Foto: iEve González | MUAH: Blanca Peña / ArtProMakeup | Styling: Ricci Fuentes

Soy Jacobo Hernández Chávez y soy director de Colectivo Sol, una organización fundada en el 81, después de que se disuelve el FAR, el Frente Homosexual de Acción Revolucionaria, que duró del 78 al 81. Sol es el único colectivo que pervive de esa época después de tantos años.

Dixpa- Te tocó vivir desde la primera línea toda la conmoción inicial que hubo alrededor del VIH y cómo afectó a la comunidad LGBT+. Hoy les toca a las nuevas generaciones enfrentarse con nuevas epidemias, tal como ocurrió recientemente con la viruela símica. En tu opinión, ¿Cuál es el panorama de los activismos nacionales en la actualidad?

JHC- Los activismos que conozco empezaron en la década de los 70, cuando todas las posturas particulares eran nombradas activismos gais o sólo militancias homosexuales. Esto a pesar de que las acciones de los primeros colectivos incluían hombres gais, lesbianas, travestis y demás integrantes de nuestra comunidad que crearon un parteaguas histórico, tanto en nuestro país como en el mundo en lo que se refiere a los movimientos sexo políticos LGBT+. La primera parte de la lucha social estuvo en cultivar y crear autoconciencia y liberación, en comunicar y pelear por nuestra necesidad de ser libres. Entonces, bueno, volviendo a la pregunta, el activismo donde yo milité luchaba por rescatar la dignidad de las personas. A ver: digamos que era básico. De “respétame porque yo no tengo los mismos derechos ciudadanos que tú y ya no quiero que me agredas. Ya no quiero tus insultos”. Sería hasta la década de los ochenta, con la llegada de la epidemia de VIH, cuando cambió el curso y la progresión de derechos, visibilidad, conciencia y demandas que teníamos. Esa época se convirtió en un remolino para el cual no estábamos preparados y dentro del cual tampoco pudimos entender la importancia potencial de los grupos activistas porque, más bien, estábamos perdidos en disputas internas.

▶ INSTRUCCIONES DE LA TAREA
Reescribe el tramo de la entrevista sobre los activismos LGBT+ que empieza con "Dixpa- Te tocó" y termina con "en la actualidad?". Cambia "viruela símica" por "mpox".

▶ DATOS PARA REVISIÓN

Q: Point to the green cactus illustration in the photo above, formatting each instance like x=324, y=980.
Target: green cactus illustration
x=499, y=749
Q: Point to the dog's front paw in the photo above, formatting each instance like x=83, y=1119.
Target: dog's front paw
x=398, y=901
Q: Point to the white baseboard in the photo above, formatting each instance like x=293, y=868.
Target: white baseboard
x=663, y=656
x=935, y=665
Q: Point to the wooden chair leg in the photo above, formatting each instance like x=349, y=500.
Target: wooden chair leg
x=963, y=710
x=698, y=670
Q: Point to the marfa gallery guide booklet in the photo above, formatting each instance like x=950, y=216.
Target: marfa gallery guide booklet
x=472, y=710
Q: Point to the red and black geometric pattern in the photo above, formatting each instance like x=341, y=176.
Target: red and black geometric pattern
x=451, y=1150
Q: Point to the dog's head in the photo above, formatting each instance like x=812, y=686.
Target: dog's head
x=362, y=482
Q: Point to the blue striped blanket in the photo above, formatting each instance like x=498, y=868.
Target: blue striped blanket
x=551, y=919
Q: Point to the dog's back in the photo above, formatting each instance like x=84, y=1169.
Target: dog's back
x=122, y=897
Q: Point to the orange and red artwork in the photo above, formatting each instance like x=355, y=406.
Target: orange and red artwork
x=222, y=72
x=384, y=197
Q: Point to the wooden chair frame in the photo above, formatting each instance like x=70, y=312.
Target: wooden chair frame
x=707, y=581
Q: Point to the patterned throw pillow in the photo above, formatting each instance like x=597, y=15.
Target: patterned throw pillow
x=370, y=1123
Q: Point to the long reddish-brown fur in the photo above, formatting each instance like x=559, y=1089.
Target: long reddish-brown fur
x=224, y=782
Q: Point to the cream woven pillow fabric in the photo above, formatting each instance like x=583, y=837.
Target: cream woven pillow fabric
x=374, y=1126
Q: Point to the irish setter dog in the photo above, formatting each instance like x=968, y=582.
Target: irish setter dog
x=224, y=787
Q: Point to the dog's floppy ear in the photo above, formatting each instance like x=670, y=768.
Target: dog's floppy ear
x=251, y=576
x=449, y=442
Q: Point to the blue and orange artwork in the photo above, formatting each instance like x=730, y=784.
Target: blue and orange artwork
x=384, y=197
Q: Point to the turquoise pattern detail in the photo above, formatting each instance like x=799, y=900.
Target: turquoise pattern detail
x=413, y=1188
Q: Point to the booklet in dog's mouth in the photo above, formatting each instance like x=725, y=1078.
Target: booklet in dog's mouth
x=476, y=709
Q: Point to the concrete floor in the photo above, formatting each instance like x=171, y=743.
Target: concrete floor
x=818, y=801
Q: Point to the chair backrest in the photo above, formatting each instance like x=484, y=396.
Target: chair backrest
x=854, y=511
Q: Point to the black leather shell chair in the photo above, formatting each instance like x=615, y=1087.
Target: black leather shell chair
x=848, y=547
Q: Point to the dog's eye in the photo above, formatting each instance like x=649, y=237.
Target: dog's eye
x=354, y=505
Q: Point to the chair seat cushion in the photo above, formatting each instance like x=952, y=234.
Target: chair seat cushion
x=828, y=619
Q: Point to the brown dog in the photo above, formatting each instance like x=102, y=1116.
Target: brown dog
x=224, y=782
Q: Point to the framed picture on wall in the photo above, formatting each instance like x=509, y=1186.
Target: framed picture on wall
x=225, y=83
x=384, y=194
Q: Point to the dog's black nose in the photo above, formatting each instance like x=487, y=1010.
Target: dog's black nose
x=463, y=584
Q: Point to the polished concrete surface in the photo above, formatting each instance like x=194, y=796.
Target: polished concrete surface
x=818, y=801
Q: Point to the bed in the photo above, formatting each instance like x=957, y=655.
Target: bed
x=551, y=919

▶ PROBLEMA RESUELTO
Dixpa- Te tocó vivir desde la primera línea toda la conmoción inicial que hubo alrededor del VIH y cómo afectó a la comunidad LGBT+. Hoy les toca a las nuevas generaciones enfrentarse con nuevas epidemias, tal como ocurrió recientemente con la mpox. En tu opinión, ¿Cuál es el panorama de los activismos nacionales en la actualidad?